Your assignment
Print out the records that follow, exactly and completely.

Source records
▶

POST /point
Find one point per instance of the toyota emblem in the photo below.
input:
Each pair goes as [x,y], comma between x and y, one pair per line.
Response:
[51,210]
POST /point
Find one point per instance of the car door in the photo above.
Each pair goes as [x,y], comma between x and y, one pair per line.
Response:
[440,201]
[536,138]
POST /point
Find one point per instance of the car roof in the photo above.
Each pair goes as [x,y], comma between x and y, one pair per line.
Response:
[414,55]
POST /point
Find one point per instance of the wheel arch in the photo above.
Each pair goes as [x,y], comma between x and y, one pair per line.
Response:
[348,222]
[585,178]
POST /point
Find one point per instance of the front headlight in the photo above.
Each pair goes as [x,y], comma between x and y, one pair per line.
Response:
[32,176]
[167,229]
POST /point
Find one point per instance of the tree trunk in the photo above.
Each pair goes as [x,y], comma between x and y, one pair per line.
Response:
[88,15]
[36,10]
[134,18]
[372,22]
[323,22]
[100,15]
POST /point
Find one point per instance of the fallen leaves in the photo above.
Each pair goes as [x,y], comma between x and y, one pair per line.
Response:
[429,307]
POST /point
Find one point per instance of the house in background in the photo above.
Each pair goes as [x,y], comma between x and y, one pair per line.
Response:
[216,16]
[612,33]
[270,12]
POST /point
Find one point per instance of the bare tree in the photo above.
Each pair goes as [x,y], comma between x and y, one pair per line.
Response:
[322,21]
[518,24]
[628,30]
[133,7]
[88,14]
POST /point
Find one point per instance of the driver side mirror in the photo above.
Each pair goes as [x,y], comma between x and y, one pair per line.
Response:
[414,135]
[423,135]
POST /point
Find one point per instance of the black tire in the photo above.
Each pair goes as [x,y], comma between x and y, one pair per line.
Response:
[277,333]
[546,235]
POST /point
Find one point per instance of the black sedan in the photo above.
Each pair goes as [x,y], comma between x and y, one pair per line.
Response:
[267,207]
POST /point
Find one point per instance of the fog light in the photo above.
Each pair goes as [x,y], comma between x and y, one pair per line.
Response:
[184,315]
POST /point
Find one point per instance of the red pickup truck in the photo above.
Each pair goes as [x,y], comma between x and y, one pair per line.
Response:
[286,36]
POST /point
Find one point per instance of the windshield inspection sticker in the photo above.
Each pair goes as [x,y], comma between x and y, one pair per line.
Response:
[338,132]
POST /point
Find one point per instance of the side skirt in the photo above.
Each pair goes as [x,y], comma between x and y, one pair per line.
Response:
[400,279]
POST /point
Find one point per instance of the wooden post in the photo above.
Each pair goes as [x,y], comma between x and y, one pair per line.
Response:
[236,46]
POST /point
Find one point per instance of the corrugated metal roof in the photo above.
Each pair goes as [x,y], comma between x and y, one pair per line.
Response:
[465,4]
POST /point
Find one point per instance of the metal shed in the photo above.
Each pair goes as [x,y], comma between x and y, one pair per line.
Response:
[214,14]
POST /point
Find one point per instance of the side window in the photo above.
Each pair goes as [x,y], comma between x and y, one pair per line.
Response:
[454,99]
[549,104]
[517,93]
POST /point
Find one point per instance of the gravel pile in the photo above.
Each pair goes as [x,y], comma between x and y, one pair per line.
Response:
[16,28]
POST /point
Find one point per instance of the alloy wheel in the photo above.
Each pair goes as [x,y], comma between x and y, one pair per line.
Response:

◀

Output of the exercise
POST /point
Find one point per instance of the toyota emblem in the photo below.
input:
Each pair goes as [x,y], comma between x and y, one pair per line.
Response:
[51,210]
POST /point
Find one point per instance of the car door in the photo above.
Each pair goes as [x,y], comma between x and y, one pair per line.
Response:
[440,201]
[536,138]
POST /point
Find one point per instance of the car roof in the photo above.
Each pair goes as [x,y], comma between x and y, one pair per line.
Response:
[414,55]
POST /point
Find one point per instance of the wheel arch in the photo above.
Each pair goes as [x,y], comma between x and y, one pair per line.
Response:
[348,222]
[585,178]
POST /point
Find one point per instance of the front headlight in the photo above.
Each pair goes as [x,y], comma between x and y, one pair per line.
Response:
[32,176]
[167,229]
POST /point
Find one point per instance of the tree trunk in the photo above.
Each pair goes as [x,y], comma between x and y, one pair per line.
Response:
[88,15]
[36,10]
[134,18]
[372,22]
[323,22]
[100,15]
POST /point
Find one point per instance of the fallen leaves in the photo above.
Each pair goes as [x,y], comma between x and y, one pair per line.
Response:
[429,307]
POST /point
Find one point per instance of the house in background in the photo above.
Each pair goes as [x,y], comma between x and y, one pair per line.
Response:
[216,16]
[612,33]
[270,12]
POST /point
Find one point per instance of the bare tree in the photo above.
Each pair goes as [x,y], comma between x and y, one pair per line.
Response:
[322,21]
[518,24]
[628,30]
[133,7]
[88,14]
POST /point
Find one point per instance of the driver side mirror in the photo above.
Each pair goes as [x,y], comma between x and y, one pair per line.
Response:
[414,135]
[423,135]
POST /point
Find one point per instance of the black tire in the photo above.
Each pair goes as [x,y], comma between x and y, one pair per line.
Response:
[277,333]
[546,235]
POST /point
Find one point per instance of the black sedan in the photo above.
Each pair goes as [x,y], comma between x and y, one pair per line.
Response:
[267,207]
POST /point
Find one point per instance of the fog light in the photo above.
Each pair goes as [x,y], comma between x and y, one pair per line.
Response:
[184,315]
POST /point
Find one point per instance of the red pickup truck in the photo above.
Each pair goes as [x,y], comma between x and y, one pair per line.
Response:
[286,36]
POST /point
Find one point per instance of the windshield inspection sticker in the photo above.
Each pair goes as [x,y], comma between x and y, one pair per line.
Response:
[338,132]
POST /point
Find one point per instance of the side skirt in the photo above.
Each pair goes as [x,y], comma between x and y, one pair per line.
Response:
[400,279]
POST /point
Find one point per instance of the wooden post in the photo above.
Each pair goes as [x,y], comma between x and y, one pair per line.
Response:
[236,46]
POST /point
Find one point per instance of the corrugated metal roof in the photo above.
Each pair goes as [x,y], comma between x and y, one pair per line.
Response:
[465,4]
POST /point
Find one point per instance of the metal shed in the photo above.
Each pair goes as [x,y], comma between x and y, one pair per line.
Response:
[214,14]
POST /point
Find one point per instance of the side window in the photo above.
Each pair goes as [x,y], comma between x and y, one pair per line.
Response:
[454,99]
[549,104]
[517,93]
POST /point
Find one point per instance of the gravel pile in the photo above.
Each pair goes as [x,y], comma between x and y, one pair per line.
Response:
[16,28]
POST /point
Find one point per instance of the alloy wheel in the photo above.
Each pair goes as [x,y], comma between x and y, one pair per line.
Response:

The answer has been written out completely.